# Aim of the exercise
Find every line in the records that contains the word "skate" and copy each of those lines. Case counts.

# Data records
━━━━━━━━━━━━━━━━

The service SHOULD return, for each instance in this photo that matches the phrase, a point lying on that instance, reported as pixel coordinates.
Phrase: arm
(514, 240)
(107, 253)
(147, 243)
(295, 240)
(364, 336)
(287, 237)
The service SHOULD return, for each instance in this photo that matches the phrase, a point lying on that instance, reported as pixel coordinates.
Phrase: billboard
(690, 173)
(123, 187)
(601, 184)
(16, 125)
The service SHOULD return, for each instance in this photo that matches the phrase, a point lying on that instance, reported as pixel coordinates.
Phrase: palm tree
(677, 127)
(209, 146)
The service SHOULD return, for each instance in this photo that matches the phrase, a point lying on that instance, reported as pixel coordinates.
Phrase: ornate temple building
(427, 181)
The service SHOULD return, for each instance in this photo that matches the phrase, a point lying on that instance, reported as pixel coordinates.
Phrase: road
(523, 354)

━━━━━━━━━━━━━━━━

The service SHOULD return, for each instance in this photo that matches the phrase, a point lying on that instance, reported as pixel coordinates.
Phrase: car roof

━━━━━━━━━━━━━━━━

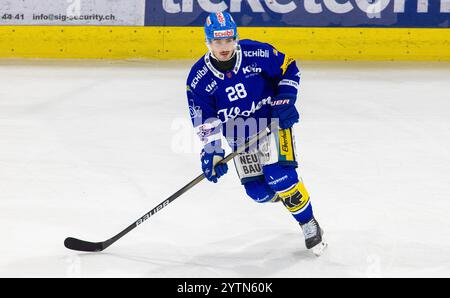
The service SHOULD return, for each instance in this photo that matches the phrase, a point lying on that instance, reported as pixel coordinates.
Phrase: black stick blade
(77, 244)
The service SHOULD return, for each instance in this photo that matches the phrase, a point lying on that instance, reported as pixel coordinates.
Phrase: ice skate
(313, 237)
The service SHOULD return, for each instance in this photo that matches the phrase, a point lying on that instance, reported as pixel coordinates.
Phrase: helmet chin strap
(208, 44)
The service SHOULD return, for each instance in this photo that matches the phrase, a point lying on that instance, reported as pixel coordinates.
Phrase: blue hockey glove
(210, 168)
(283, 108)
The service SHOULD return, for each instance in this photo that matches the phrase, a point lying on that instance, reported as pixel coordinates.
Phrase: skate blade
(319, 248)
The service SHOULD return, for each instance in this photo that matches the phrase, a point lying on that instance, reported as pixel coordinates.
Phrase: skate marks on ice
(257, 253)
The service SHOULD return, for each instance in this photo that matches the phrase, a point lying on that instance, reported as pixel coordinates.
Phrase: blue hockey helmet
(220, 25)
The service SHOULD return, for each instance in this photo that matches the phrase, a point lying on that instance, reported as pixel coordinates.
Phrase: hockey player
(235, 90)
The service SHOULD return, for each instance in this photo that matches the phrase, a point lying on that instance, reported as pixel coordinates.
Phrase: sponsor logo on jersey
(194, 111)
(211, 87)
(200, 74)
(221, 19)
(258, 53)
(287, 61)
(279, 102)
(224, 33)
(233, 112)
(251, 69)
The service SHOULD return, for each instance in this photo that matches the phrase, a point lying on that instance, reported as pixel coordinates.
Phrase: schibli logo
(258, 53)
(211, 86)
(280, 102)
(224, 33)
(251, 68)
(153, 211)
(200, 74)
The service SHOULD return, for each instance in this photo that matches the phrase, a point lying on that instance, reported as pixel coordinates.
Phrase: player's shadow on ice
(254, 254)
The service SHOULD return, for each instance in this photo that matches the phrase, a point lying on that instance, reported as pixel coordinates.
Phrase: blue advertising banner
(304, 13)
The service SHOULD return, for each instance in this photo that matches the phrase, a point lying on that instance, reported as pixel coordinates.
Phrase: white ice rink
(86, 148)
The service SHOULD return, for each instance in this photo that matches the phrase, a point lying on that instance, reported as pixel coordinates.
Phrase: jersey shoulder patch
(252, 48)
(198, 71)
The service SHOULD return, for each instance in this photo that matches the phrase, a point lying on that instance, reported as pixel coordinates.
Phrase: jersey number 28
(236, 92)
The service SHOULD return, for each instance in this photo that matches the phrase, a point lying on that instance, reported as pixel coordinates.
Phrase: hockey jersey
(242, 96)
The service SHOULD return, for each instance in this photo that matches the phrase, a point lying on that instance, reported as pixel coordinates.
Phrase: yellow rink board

━━━━━━━━━━━━━━━━

# Result of this task
Phrase: ice skate
Phrase: skate blade
Phrase: skate marks on ice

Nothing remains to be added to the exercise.